PROBLEM TO SOLVE: Convert the data, from its first line up to and including the line that contains "[[[265,313],[268,360],[386,364],[383,316]]]", into a Markdown table with the columns Index and Entry. Give each line its own numbered row and leave out blank lines.
════
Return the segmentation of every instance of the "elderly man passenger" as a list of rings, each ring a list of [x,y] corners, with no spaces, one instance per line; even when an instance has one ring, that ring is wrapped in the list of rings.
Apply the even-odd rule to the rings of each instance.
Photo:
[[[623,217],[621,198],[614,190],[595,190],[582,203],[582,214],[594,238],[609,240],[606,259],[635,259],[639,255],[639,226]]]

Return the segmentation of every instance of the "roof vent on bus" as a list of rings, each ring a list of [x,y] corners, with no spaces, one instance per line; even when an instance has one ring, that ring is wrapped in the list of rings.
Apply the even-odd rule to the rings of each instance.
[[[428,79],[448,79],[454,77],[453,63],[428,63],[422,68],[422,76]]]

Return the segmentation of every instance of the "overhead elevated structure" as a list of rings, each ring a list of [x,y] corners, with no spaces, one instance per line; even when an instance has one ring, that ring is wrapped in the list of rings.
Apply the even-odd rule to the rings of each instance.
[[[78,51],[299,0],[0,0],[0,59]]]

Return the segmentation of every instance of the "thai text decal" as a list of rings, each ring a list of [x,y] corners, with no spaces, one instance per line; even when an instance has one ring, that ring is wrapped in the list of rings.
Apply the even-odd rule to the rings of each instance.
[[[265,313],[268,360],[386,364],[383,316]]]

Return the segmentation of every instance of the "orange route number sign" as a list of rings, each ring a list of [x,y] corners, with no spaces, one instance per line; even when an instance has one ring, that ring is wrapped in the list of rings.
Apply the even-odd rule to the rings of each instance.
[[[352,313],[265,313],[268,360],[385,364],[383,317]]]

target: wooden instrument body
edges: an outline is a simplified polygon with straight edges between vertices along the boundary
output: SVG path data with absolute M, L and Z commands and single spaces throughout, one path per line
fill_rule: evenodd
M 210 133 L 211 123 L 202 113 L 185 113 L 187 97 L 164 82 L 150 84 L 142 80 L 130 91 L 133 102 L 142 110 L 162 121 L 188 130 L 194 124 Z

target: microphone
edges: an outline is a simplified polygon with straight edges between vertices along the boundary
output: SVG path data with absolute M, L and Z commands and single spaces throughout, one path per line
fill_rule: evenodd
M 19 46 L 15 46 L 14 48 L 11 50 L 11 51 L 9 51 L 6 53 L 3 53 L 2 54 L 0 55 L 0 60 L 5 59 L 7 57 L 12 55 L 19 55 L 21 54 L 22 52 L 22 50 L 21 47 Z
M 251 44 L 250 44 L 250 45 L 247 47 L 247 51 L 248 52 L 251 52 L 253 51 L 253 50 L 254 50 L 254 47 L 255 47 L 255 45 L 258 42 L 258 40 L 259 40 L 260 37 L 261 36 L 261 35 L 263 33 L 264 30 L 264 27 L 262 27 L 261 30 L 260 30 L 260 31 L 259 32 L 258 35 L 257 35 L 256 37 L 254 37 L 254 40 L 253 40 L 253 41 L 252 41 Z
════
SOLVED EXERCISE:
| Index | Entry |
|---|---|
| 1 | Return the segmentation of every instance of the "elderly man passenger" as a list of rings, each ring a list of [x,y] corners, with no spaces, one instance per line; even when an instance has one ring, that ring is wrapped in the list of rings. |
| 2 | Apply the even-odd rule to the rings of each instance. |
| 3 | Photo: |
| 4 | [[[623,217],[621,198],[614,190],[595,190],[582,203],[582,214],[594,238],[609,240],[606,259],[635,259],[639,255],[639,226]]] |
| 5 | Return the segmentation of every instance of the "roof vent on bus" as a list of rings, each ring a list of [x,y] corners, with no spaces, one instance per line; even when an instance has one ring, that ring is wrapped in the list of rings. |
| 6 | Apply the even-odd rule to the rings of each instance. |
| 7 | [[[428,79],[448,79],[454,77],[453,63],[428,63],[422,68],[422,76]]] |
| 8 | Return the segmentation of every instance of the "overhead elevated structure" as a list of rings, each ring a list of [x,y] corners, with no spaces, one instance per line; even when an instance has one ring, that ring is wrapped in the list of rings. |
| 9 | Apply the even-odd rule to the rings of each instance. |
| 10 | [[[78,51],[299,0],[0,0],[0,59]]] |
| 11 | Return the segmentation of every instance of the "thai text decal" as a list of rings, each ring a list of [x,y] corners, with no spaces, one instance per line; even when an instance has one ring, that ring is wrapped in the list of rings. |
| 12 | Apply the even-odd rule to the rings of each instance. |
| 13 | [[[265,313],[268,360],[386,364],[383,316]]] |